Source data
* * * *

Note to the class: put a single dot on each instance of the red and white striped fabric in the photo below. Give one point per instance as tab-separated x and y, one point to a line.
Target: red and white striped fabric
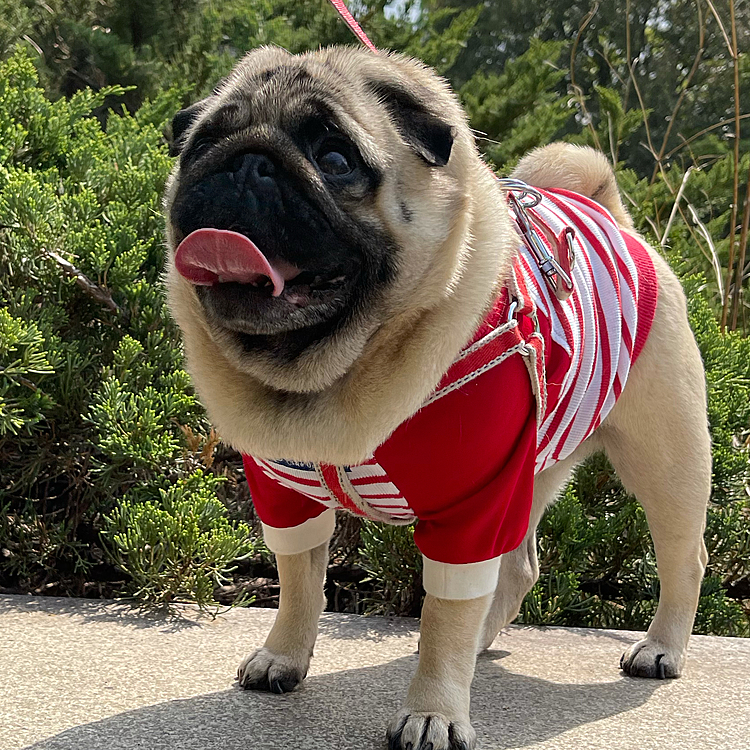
364	489
594	333
539	376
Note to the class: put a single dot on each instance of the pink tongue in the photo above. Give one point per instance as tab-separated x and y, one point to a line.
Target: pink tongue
211	256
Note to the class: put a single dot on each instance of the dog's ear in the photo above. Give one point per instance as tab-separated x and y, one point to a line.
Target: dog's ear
180	124
429	136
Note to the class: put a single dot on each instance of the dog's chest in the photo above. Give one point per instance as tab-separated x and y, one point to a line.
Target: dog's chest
576	355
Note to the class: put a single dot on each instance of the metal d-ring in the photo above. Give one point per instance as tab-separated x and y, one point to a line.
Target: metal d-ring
556	277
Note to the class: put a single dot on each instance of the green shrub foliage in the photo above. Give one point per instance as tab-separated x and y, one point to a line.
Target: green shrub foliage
110	476
92	391
180	545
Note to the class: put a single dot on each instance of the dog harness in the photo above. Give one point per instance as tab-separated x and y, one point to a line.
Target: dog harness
539	376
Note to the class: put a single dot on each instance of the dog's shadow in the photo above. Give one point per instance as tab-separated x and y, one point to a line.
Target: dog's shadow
350	709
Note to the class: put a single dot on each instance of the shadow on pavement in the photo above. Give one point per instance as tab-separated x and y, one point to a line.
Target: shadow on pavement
350	709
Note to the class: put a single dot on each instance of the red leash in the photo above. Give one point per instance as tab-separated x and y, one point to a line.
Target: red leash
352	24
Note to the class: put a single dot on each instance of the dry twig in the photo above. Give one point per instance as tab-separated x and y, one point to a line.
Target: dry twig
94	291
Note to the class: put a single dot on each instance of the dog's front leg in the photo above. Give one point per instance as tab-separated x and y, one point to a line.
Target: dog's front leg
436	714
283	661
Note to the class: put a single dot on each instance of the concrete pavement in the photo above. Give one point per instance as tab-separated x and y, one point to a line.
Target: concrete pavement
88	675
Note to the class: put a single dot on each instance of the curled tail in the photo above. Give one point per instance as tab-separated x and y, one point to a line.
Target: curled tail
578	168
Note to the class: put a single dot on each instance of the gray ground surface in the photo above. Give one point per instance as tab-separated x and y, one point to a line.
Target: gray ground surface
85	675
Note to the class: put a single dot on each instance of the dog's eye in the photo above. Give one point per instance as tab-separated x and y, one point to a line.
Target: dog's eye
333	162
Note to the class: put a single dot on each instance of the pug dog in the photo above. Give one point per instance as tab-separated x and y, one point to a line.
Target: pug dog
379	325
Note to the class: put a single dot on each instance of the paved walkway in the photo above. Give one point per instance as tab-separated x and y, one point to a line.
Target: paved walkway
85	675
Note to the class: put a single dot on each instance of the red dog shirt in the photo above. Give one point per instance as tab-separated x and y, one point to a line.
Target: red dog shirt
536	380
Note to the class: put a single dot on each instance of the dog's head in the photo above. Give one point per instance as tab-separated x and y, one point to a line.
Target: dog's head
314	202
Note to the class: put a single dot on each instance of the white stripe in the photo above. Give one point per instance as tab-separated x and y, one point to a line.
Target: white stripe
383	488
316	492
584	384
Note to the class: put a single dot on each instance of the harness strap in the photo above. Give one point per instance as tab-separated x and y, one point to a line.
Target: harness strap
352	24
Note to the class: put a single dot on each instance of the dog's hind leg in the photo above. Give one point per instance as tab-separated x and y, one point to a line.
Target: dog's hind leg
283	661
519	569
657	439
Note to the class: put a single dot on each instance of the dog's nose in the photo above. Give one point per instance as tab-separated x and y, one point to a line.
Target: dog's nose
258	167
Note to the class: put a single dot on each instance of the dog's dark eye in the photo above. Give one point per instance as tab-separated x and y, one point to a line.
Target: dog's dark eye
333	162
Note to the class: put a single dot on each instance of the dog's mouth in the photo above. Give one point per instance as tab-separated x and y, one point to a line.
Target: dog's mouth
248	292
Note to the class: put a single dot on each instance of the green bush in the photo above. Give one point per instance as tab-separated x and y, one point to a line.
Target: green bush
94	404
179	545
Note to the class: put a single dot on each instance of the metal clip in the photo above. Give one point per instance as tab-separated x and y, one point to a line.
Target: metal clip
558	280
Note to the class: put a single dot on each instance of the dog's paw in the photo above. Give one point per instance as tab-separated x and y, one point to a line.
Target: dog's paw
264	670
419	730
647	658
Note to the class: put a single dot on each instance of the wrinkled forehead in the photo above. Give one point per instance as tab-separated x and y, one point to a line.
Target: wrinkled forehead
293	92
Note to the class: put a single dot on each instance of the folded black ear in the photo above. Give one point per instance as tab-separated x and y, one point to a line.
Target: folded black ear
423	130
180	124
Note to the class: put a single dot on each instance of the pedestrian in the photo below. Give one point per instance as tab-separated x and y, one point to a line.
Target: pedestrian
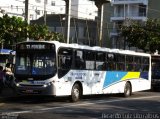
2	75
8	76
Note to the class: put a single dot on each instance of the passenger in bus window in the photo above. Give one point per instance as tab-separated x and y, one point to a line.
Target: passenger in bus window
1	78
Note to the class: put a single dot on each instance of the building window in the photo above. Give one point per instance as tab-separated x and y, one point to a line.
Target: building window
38	1
53	3
46	1
38	12
142	10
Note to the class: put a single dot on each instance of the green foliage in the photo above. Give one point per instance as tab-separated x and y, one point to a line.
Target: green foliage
145	36
14	30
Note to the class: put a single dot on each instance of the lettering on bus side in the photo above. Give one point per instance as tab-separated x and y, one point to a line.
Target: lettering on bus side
78	75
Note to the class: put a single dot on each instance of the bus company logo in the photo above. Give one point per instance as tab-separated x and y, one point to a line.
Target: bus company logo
78	74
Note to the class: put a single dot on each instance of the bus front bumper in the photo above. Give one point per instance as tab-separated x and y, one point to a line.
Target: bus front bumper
35	89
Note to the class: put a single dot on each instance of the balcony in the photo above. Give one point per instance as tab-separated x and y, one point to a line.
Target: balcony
114	32
136	16
118	2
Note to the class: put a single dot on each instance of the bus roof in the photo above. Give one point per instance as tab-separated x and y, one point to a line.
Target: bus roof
97	48
7	51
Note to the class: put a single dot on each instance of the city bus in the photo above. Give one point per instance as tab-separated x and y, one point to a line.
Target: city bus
72	70
6	56
155	82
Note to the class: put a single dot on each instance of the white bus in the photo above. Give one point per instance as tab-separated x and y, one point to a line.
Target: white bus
7	56
60	69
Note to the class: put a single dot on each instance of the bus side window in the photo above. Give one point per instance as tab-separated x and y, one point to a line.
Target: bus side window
90	60
145	64
111	61
64	61
79	61
100	61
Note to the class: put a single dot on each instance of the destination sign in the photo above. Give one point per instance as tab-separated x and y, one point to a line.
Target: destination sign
35	46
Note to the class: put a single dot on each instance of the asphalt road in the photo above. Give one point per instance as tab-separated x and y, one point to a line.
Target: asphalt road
141	105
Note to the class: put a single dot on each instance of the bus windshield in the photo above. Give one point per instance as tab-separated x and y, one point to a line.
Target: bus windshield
35	64
155	69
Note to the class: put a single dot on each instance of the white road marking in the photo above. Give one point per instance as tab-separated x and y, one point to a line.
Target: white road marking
82	104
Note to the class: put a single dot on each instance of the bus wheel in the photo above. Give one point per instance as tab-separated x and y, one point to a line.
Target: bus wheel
76	93
127	90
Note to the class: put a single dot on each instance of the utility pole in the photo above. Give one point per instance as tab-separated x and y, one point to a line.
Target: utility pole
45	2
68	17
27	11
99	4
27	18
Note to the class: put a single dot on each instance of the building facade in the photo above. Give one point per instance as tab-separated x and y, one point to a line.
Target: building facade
122	12
125	11
84	9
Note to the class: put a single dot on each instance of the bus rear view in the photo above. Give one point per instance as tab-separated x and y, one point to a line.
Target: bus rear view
35	65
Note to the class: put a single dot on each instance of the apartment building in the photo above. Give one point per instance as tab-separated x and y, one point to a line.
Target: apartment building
84	9
123	12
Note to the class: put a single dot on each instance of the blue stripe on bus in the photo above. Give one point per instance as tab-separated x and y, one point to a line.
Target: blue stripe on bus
115	76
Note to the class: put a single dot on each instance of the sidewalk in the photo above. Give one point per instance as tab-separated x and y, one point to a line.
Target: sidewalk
6	93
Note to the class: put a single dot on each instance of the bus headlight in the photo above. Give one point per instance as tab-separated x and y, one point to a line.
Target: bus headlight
48	84
17	84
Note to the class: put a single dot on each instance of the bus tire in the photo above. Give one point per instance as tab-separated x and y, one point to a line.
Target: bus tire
76	93
127	89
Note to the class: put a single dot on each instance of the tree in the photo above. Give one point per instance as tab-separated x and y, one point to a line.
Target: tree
145	36
14	30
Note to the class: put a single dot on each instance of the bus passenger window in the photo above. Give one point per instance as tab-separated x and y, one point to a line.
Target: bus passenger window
100	61
79	61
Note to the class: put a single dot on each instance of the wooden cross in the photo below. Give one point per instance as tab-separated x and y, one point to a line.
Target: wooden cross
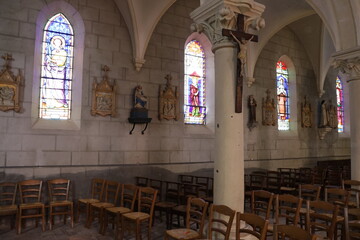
240	35
7	57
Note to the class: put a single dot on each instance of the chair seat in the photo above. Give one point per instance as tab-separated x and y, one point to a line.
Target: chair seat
118	210
165	204
88	200
136	215
183	233
31	205
8	209
102	205
60	203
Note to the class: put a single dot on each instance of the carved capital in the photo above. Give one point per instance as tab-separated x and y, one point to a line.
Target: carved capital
349	66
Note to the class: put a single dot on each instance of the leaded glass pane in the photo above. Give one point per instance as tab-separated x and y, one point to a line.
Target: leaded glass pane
56	69
194	84
340	104
283	107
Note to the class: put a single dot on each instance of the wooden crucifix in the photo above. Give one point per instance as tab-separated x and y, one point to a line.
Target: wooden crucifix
242	38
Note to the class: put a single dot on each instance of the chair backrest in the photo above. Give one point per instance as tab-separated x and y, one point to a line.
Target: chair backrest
261	203
287	207
112	189
7	193
142	181
293	233
30	191
353	187
321	217
172	192
309	192
97	188
195	214
220	220
58	189
128	196
146	200
337	196
258	225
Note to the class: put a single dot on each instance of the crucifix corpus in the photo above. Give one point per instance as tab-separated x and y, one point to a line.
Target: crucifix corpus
242	38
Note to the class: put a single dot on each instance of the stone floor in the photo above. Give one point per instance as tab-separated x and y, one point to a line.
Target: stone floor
65	232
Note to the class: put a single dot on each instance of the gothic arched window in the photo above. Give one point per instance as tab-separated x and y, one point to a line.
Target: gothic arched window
340	104
194	84
56	69
283	105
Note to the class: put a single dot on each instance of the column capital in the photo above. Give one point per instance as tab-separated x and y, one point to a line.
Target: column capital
348	62
214	15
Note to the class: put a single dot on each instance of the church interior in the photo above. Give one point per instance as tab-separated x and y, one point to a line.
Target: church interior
149	93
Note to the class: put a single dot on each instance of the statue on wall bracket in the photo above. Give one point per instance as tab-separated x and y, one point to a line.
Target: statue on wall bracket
306	114
252	112
103	96
268	110
168	100
9	87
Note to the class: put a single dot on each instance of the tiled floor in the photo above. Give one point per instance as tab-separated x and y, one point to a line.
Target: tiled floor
65	232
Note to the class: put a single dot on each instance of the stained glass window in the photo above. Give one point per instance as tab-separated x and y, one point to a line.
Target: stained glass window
56	69
194	84
283	106
340	104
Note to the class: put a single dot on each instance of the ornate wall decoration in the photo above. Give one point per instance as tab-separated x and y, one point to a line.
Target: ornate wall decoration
103	96
268	110
306	114
168	100
9	87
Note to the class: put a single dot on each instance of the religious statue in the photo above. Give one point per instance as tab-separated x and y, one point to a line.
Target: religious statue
168	100
139	97
268	110
252	112
103	96
140	109
9	87
306	114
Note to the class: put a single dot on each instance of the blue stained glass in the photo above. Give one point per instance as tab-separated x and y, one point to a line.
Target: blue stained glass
56	69
283	105
340	105
194	84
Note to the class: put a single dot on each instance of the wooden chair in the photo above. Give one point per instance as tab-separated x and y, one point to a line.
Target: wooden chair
258	225
321	217
352	224
195	217
261	203
353	187
30	194
146	204
172	199
111	196
7	201
292	232
97	190
307	192
220	221
59	200
142	181
287	211
128	195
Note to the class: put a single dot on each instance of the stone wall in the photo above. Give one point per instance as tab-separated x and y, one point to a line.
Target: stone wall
266	146
103	146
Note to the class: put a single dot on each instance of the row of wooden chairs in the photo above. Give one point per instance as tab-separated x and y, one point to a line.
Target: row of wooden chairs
31	206
220	223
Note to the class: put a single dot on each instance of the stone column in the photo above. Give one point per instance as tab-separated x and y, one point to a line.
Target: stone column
348	62
210	18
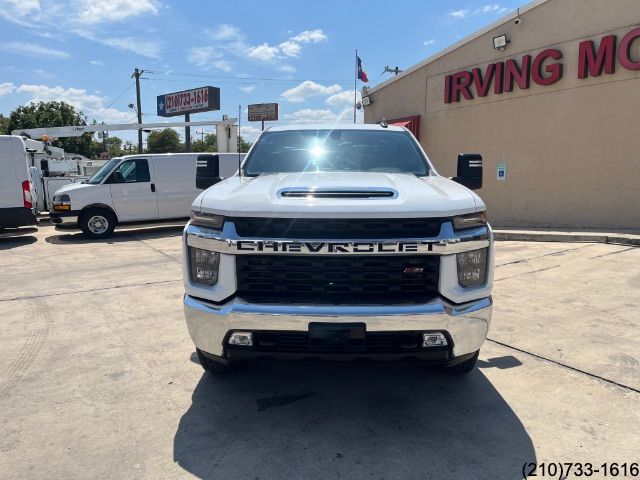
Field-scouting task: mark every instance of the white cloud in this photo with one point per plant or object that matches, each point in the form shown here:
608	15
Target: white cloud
92	12
290	49
6	88
226	32
286	68
308	89
33	50
231	39
493	7
92	105
310	36
203	56
344	97
148	49
309	115
223	65
263	53
249	132
458	14
18	11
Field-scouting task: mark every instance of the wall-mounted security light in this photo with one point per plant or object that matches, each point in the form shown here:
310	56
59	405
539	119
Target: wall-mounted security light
500	42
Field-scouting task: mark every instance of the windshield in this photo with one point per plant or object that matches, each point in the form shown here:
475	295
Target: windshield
335	151
103	172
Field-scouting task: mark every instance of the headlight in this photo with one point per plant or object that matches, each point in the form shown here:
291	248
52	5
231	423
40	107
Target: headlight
208	220
472	268
472	220
204	266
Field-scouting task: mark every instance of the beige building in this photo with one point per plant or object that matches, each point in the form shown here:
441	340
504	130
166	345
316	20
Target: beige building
553	107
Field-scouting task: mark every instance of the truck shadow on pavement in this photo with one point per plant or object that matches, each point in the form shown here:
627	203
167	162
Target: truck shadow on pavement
354	421
7	242
148	233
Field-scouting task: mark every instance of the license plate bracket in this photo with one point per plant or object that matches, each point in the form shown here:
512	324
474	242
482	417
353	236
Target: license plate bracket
337	337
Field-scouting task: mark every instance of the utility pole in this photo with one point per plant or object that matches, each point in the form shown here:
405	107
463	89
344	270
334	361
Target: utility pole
104	141
187	134
136	75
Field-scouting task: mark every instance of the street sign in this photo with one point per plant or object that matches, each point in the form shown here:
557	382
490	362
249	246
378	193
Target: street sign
202	99
263	112
501	172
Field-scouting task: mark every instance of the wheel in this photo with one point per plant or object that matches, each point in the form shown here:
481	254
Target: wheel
97	223
465	367
213	367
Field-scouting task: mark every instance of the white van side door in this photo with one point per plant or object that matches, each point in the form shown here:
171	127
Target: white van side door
176	182
133	190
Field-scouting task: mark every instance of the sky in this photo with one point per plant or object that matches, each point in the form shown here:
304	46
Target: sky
299	54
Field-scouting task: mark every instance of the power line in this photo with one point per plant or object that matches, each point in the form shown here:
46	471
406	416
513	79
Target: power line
248	79
116	99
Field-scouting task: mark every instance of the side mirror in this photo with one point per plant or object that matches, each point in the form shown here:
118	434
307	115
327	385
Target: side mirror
469	170
205	182
207	171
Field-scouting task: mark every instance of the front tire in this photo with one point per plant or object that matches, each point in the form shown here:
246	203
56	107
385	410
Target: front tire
465	367
211	366
97	223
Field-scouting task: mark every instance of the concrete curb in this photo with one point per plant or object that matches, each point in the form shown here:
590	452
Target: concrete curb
569	237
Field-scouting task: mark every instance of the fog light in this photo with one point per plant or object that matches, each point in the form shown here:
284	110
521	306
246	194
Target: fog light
244	339
433	340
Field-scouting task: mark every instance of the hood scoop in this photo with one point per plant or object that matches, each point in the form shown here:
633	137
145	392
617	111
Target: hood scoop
338	193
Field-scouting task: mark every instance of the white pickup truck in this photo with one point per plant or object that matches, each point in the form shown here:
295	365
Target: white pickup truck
339	243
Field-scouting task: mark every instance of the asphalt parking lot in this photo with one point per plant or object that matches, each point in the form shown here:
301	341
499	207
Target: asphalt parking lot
98	376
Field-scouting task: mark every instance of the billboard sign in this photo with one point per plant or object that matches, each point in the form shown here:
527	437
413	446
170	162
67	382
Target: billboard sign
201	99
263	112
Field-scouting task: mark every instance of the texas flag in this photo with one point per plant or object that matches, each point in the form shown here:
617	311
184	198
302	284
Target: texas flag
362	75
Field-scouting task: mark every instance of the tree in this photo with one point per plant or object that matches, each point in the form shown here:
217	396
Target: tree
128	148
4	125
53	114
164	141
114	146
244	145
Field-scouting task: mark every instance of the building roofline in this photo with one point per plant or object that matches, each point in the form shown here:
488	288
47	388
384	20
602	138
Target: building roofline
508	17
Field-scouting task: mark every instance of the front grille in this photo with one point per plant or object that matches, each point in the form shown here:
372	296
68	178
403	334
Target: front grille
298	342
337	280
331	229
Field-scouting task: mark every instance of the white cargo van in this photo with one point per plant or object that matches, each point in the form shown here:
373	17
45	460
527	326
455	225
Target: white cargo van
139	188
17	193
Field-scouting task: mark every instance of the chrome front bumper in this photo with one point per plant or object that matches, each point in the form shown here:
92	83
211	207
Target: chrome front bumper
467	324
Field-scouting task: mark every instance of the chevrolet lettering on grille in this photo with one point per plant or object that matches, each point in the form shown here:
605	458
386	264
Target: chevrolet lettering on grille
325	248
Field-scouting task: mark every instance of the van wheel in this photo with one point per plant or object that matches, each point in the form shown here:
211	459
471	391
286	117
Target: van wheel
213	367
465	367
97	223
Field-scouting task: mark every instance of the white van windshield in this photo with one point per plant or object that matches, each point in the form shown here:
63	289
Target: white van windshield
337	150
103	172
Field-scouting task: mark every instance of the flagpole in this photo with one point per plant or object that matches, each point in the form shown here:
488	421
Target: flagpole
355	88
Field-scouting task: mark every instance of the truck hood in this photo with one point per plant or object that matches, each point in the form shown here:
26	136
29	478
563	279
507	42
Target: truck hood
404	195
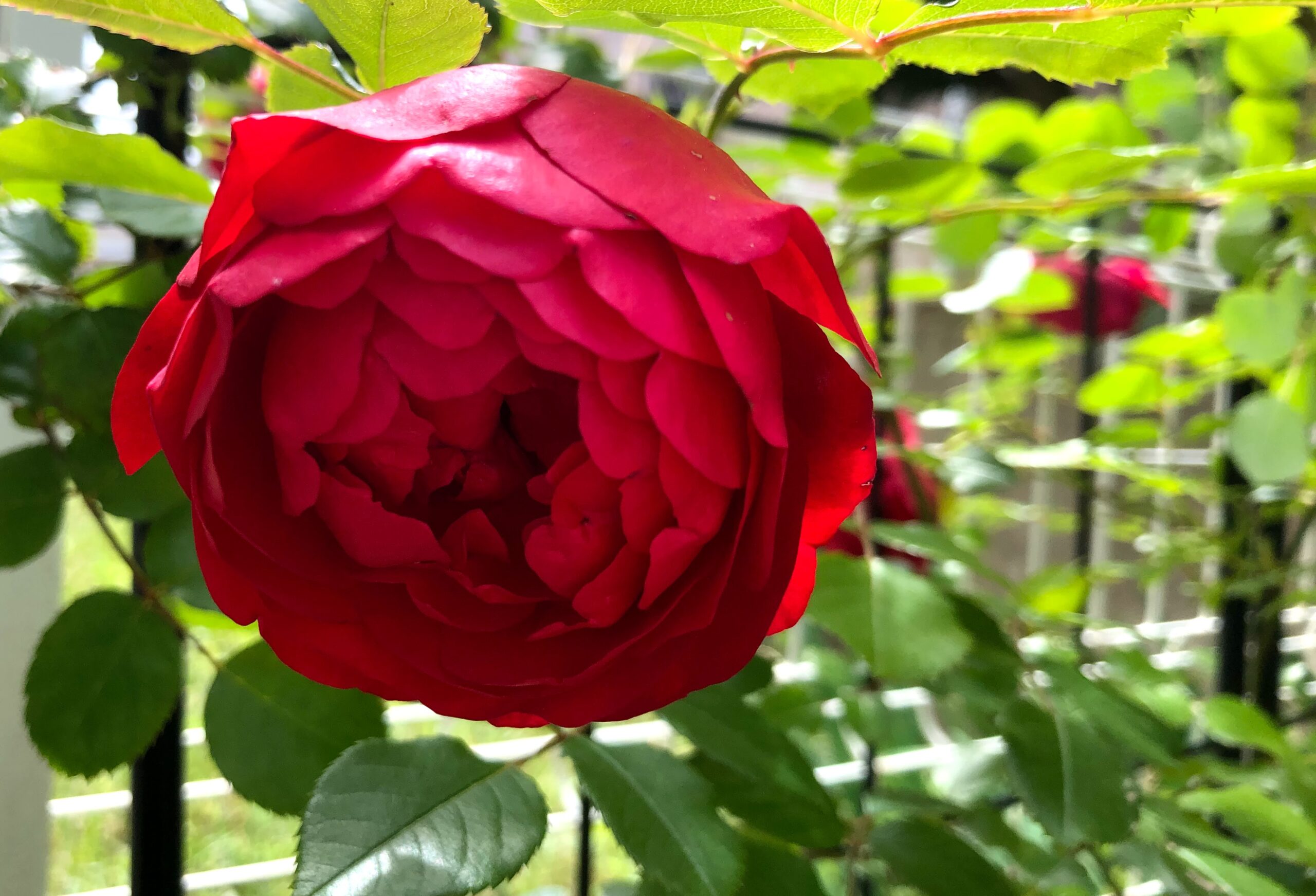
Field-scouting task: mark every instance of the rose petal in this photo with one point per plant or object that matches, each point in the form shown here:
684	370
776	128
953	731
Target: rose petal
741	321
614	591
833	412
566	303
431	261
291	255
640	277
495	239
716	211
313	368
436	374
337	281
620	445
372	535
702	412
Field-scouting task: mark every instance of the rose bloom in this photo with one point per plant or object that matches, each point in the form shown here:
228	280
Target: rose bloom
504	393
902	491
1123	285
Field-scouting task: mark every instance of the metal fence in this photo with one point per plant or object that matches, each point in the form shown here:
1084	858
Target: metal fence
1169	641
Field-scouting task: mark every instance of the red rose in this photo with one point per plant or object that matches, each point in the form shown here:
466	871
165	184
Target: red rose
1123	285
902	492
504	393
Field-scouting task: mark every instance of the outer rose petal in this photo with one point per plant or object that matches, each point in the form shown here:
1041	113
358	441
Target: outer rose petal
718	211
131	412
473	413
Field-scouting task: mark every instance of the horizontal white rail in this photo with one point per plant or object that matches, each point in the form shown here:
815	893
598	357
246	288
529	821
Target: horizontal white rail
843	773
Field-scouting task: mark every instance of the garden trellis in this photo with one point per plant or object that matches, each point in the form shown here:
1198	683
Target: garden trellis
1144	579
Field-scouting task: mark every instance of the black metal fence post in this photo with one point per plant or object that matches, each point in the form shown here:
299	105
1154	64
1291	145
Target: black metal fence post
584	849
157	819
1090	362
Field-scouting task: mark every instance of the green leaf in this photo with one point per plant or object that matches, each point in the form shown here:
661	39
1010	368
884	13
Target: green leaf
1127	386
662	815
929	857
892	617
20	362
769	783
1094	166
1114	714
273	732
1268	440
1280	180
153	216
187	25
1261	327
1168	227
1075	53
34	246
1272	62
819	86
32	503
103	681
405	40
806	24
94	465
81	357
416	817
774	871
1230	878
1234	723
170	560
1258	817
43	149
934	542
1002	130
291	91
1068	775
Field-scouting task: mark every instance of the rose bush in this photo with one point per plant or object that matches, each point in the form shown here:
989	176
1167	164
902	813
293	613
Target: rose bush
902	491
504	393
1123	285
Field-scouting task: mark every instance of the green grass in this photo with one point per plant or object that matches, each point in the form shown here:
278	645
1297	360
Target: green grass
91	852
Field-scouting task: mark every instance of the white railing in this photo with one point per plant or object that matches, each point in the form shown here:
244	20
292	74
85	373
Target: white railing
648	732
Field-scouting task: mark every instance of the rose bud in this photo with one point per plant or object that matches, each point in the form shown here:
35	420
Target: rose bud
902	491
504	393
1122	285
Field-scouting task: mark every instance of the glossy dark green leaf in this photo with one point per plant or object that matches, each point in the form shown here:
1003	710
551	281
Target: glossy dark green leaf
1230	878
20	361
424	817
892	617
170	558
34	246
95	467
32	503
1069	775
1258	817
1268	440
153	216
932	858
81	356
766	781
273	732
662	814
103	681
1122	719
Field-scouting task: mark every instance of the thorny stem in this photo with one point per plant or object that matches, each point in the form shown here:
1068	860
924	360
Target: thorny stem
271	56
881	46
148	591
558	737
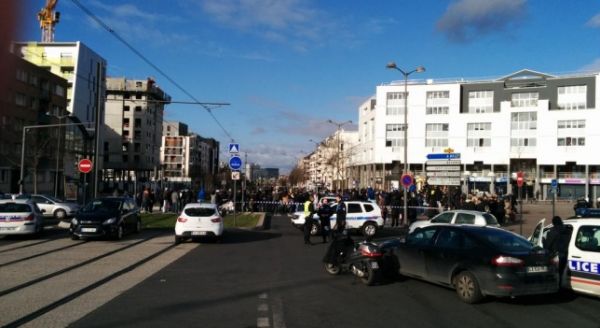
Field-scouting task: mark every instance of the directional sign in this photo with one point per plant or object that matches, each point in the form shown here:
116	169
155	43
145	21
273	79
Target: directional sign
444	156
234	148
235	163
406	180
85	166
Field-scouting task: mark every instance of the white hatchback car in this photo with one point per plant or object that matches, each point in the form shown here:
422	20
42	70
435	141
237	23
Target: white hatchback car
19	217
458	217
199	220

* * * *

Required work: For the string "below", filter the data and copy out each line where it occurs.

Problem solution:
Note to the class: put a single dot on each instance of the red and white striped fabric in the photo below. Give one point per instance as tab-separated x and y, one point to a line.
Note to the class: put a single dot on each instance of the pedestrian in the photo below. Give one point per instance as tab-separated x and y, one point to a line.
Note to the class: put a single dot on each instance of the wooden cross in the photo below. Give one point per instance as tab-separated x and y, one point to a line.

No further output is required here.